▶ _What you should do_: Please copy out, word for word, everything from the line containing "Can you see the jagged" down to the final line.

▶ _Information given_:
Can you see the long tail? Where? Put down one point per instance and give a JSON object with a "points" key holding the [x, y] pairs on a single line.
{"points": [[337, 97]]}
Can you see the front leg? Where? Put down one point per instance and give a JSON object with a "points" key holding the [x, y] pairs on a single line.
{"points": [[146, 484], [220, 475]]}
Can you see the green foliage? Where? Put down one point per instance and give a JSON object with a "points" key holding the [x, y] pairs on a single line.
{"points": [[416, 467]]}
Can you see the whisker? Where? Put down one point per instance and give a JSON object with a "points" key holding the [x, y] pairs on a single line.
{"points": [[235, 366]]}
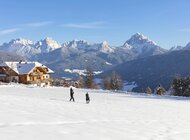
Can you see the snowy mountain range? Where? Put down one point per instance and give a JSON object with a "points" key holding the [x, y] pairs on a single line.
{"points": [[80, 54]]}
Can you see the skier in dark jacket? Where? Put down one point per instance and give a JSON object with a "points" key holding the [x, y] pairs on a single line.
{"points": [[71, 94], [87, 98]]}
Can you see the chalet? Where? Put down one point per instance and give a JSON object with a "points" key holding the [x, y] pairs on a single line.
{"points": [[25, 72]]}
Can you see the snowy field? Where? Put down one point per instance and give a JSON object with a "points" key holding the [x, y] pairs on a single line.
{"points": [[28, 113]]}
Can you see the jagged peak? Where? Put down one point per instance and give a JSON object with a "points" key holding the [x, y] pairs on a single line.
{"points": [[21, 41], [139, 39]]}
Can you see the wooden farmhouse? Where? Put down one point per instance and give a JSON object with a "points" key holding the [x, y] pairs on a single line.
{"points": [[25, 72]]}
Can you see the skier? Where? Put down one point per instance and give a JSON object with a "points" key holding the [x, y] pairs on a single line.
{"points": [[87, 98], [71, 94]]}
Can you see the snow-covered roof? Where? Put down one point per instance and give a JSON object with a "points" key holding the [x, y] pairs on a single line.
{"points": [[24, 67]]}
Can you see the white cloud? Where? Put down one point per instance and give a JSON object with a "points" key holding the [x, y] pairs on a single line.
{"points": [[185, 30], [9, 31], [38, 24], [89, 25]]}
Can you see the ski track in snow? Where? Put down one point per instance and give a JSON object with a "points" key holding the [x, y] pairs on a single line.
{"points": [[46, 114]]}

▶ _The reply_:
Can you see the jagged peak? Where? Put down one point per instance and give a JSON object with a "points" key holding the [x, y] pairs on a single line.
{"points": [[21, 41], [139, 39]]}
Can you see the wooden farmhouse? Where? Put down one point per instance and give a JSON object with a "points" key holding the [x, y] pairs on a single line.
{"points": [[25, 72]]}
Can you see the skier? Where? Put down one point per instance and give a JSON object with a "points" key holding the [x, y] pairs on a single line.
{"points": [[87, 98], [71, 94]]}
Can you see the snow-covered roof? Where? Put down one point per instance and give a JSON object with a "points" key holding the [x, y] pairs on a single line.
{"points": [[24, 67]]}
Can you see the white cloud? Where? Put down one point per instance and give a JSON object with a "points" key holding the [x, y] pairs on a single line.
{"points": [[185, 30], [9, 31], [38, 24], [89, 25]]}
Can you see the ski track in snow? Where? Put down one point per instance and give a JSON object with a "points" key holding the [x, y] pairs on a single line.
{"points": [[46, 114]]}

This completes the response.